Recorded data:
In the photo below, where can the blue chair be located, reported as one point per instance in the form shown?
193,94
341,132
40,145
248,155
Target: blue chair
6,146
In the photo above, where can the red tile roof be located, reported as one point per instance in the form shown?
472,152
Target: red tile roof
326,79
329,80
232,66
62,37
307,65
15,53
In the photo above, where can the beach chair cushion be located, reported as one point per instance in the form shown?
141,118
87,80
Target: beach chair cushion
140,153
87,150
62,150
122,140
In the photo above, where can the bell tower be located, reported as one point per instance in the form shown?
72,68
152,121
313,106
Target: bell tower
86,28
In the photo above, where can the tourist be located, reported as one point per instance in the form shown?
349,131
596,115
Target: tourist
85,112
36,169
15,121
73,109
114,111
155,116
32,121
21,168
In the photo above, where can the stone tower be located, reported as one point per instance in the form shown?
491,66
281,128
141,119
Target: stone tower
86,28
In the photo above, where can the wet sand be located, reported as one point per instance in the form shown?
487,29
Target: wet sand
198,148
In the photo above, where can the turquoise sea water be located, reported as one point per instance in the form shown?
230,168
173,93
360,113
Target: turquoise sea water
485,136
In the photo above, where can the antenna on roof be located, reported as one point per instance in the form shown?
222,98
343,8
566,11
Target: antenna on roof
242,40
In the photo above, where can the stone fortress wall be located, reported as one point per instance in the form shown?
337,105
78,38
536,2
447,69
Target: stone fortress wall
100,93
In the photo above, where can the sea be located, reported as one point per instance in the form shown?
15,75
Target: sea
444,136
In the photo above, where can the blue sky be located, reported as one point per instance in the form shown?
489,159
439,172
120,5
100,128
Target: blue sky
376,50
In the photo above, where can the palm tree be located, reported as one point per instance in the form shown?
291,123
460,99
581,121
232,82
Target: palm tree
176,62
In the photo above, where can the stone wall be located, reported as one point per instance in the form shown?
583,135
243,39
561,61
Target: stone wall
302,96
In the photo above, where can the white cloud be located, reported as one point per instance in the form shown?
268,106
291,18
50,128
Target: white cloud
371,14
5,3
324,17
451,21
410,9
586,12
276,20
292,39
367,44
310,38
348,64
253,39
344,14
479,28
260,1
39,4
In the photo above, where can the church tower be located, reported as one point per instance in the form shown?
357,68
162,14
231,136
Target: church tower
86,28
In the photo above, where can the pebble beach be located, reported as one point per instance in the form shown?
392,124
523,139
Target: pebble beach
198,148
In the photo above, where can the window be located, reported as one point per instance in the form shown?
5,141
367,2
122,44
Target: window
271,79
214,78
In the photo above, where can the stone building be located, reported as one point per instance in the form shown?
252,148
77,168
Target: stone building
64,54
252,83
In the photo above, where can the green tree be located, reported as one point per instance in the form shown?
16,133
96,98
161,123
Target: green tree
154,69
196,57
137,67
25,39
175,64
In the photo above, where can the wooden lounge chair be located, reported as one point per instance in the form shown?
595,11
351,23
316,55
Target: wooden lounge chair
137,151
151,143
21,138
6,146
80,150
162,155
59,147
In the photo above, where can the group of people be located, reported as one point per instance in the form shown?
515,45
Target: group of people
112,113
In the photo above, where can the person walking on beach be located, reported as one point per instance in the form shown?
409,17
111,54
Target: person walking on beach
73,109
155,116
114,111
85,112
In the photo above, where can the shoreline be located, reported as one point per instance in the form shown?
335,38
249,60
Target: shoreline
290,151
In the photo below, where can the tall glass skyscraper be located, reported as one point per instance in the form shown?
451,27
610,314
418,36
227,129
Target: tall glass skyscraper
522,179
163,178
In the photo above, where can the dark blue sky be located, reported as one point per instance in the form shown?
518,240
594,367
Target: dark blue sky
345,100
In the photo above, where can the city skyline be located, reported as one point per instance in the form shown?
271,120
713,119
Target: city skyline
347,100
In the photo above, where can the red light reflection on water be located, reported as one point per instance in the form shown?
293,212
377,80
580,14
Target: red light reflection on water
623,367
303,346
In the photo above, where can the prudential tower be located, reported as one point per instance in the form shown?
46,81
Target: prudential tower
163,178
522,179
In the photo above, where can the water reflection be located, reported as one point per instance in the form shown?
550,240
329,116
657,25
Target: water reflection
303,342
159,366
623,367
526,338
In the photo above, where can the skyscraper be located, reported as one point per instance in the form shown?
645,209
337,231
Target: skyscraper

Task details: Reproduce the lines word for word, starting at the one holding "In the photo above, where can the shoreline" and ending at the final line of the material above.

Answer to the problem:
In the photo above, where can the shoreline be located, reported as one point per instance in the form shown?
335,38
249,60
Target: shoreline
290,151
In the photo below, where can the tall glass skyscraper be located, reported as one point per instance in the form shown?
451,27
610,314
418,36
227,129
Target: tall glass skyscraper
522,179
163,178
In the photo above, where can the dark blue sky be located, reported as one point per instance in the form shown?
518,240
594,367
Target: dark blue sky
345,100
In the photo above, where can the city skyline be located, reported as one point per instance in the form shown?
271,120
713,119
Target: city skyline
347,100
In the photo above, where can the red light reflection on water be located, reported as one point per instance in the form shown?
293,212
377,80
580,14
Target: red light reflection on water
623,367
303,346
In the photo above, where can the prudential tower be located, reported as one point per instance in the form shown?
46,81
Target: prudential tower
163,178
522,179
In the photo above, where can the water reflection be located, reported as one point per instance in the form shown?
550,240
329,116
657,25
Target: water reflection
303,342
159,366
623,367
526,338
In the photo above, where can the skyscraper be located, reported as one point per instance in the form shown?
645,209
337,231
Target: skyscraper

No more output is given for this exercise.